> [Goal]: Only the lines from the one containing "Return the polygon of every instance of the puffin's white" through the last line below should be written out, exactly and with both ends kept.

--

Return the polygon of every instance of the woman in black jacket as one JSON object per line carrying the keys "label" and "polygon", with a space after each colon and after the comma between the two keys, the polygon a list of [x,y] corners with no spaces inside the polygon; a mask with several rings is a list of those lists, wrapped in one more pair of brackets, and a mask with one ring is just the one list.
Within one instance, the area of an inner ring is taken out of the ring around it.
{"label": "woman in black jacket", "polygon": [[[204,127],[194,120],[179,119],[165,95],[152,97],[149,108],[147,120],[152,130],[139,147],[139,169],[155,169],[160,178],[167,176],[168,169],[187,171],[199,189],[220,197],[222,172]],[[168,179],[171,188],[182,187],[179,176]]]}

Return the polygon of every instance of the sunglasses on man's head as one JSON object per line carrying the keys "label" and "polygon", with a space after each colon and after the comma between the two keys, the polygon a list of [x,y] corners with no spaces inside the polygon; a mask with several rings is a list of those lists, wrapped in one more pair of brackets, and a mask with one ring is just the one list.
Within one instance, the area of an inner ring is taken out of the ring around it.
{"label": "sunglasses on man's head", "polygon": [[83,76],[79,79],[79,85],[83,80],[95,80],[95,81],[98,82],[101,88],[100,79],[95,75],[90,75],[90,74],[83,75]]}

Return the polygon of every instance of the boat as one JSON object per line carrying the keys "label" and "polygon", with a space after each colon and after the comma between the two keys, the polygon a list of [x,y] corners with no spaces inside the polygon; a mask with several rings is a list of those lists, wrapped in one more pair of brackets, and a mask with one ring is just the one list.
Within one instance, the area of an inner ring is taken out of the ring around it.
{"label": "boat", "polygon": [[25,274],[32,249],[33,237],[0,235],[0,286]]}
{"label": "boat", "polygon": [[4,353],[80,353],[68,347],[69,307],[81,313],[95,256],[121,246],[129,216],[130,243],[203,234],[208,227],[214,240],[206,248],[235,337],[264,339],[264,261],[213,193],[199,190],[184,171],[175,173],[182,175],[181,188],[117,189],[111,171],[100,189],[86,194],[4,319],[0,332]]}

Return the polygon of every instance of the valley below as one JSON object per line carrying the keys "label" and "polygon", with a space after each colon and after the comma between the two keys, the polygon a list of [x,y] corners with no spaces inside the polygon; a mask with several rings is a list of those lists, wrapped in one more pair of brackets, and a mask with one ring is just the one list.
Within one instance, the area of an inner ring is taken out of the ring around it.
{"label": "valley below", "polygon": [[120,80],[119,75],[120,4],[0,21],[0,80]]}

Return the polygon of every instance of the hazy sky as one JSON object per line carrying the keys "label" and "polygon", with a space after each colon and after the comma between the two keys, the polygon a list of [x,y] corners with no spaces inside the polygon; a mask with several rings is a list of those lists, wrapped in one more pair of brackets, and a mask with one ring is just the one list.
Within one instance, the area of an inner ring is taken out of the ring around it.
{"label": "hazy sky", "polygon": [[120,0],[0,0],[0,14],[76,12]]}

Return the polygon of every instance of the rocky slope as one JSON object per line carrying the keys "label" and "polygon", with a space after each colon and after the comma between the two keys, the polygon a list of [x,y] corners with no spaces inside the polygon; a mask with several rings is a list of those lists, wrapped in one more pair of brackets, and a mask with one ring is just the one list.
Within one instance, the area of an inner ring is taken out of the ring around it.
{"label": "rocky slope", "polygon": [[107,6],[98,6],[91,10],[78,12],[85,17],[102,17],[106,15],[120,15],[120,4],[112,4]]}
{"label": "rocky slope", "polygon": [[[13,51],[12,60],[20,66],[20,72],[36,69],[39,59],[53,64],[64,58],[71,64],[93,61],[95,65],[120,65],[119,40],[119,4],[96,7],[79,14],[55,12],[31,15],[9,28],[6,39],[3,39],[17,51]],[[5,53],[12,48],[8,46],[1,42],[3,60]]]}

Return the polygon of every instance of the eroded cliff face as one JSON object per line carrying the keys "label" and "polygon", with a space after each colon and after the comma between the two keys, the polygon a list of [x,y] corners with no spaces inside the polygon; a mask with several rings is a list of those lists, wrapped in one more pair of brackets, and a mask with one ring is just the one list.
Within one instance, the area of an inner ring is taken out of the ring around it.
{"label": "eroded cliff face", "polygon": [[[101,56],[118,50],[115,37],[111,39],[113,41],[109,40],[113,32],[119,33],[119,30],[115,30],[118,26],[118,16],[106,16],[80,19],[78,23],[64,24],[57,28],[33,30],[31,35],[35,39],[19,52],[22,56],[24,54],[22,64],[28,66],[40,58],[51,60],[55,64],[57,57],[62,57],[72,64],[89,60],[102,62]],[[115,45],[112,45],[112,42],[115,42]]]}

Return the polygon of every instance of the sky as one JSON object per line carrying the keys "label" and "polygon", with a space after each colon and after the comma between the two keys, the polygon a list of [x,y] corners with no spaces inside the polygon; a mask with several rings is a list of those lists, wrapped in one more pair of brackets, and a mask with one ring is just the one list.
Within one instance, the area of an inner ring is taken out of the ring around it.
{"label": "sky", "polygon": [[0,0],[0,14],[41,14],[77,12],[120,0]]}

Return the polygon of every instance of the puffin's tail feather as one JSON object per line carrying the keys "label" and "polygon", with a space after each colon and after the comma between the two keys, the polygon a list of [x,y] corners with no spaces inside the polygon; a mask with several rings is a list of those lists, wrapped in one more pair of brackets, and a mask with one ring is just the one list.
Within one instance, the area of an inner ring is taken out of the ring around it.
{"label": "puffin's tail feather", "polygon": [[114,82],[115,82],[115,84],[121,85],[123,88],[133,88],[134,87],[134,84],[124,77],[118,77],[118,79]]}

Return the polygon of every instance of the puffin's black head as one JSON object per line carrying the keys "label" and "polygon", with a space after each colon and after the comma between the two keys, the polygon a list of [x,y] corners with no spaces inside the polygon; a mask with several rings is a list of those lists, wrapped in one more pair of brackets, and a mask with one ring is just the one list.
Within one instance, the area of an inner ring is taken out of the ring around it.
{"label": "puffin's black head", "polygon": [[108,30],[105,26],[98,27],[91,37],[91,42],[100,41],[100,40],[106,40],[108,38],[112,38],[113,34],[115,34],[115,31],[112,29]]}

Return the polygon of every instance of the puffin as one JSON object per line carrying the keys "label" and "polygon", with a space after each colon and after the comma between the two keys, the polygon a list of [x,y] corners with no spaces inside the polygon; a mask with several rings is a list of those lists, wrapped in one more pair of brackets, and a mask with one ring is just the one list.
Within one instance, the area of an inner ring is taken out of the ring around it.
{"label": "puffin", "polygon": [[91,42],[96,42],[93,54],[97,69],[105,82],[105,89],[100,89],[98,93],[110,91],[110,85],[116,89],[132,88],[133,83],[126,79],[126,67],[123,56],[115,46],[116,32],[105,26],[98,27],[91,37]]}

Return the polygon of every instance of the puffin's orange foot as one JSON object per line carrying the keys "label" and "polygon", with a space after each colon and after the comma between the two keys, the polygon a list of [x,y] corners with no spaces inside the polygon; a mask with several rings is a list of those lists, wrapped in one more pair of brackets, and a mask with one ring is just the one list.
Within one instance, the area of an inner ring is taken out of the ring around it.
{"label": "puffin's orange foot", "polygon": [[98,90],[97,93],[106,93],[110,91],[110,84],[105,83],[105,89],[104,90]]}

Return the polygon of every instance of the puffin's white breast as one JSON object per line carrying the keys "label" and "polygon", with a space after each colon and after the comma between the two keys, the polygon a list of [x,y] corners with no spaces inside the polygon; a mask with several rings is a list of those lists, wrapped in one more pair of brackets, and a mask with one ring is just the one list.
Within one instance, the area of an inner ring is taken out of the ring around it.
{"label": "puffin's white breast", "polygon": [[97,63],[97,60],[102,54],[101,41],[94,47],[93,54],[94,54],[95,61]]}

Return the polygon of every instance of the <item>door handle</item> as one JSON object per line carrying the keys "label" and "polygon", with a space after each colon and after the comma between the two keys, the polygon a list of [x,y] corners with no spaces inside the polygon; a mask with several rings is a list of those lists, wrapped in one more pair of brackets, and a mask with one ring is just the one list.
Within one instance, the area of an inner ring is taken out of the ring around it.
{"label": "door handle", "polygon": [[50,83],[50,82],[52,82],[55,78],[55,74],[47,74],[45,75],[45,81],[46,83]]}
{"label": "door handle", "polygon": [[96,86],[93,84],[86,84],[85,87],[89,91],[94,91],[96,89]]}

--

> [Finished task]:
Return the polygon of every instance of the puffin's white breast as one JSON object per line carrying the keys "label" and "polygon", with a space after each colon and after the comma between the two keys, the polygon a list of [x,y] corners with no spaces inside the polygon; a mask with several rings is a list of those lists, wrapped in one more pair of brackets, and a mask with one ring is just the one list.
Within one instance, the area of an inner ring is taken out of the ring around it.
{"label": "puffin's white breast", "polygon": [[97,63],[97,60],[102,54],[101,41],[94,47],[93,54],[94,54],[95,61]]}

Return the polygon of every instance of the <item>door handle</item> as one JSON object per line carrying the keys "label" and "polygon", with a space after each colon and after the comma between the two keys, the polygon a list of [x,y] corners with no spaces inside the polygon; a mask with several rings is a list of those lists, wrapped in one more pair of brackets, and a mask with one ring is just the one list.
Within one instance, the area of an inner ring is taken out of the ring around it.
{"label": "door handle", "polygon": [[50,83],[50,82],[52,82],[55,78],[55,74],[47,74],[45,75],[45,81],[46,83]]}
{"label": "door handle", "polygon": [[96,86],[93,84],[86,84],[85,87],[89,91],[94,91],[96,89]]}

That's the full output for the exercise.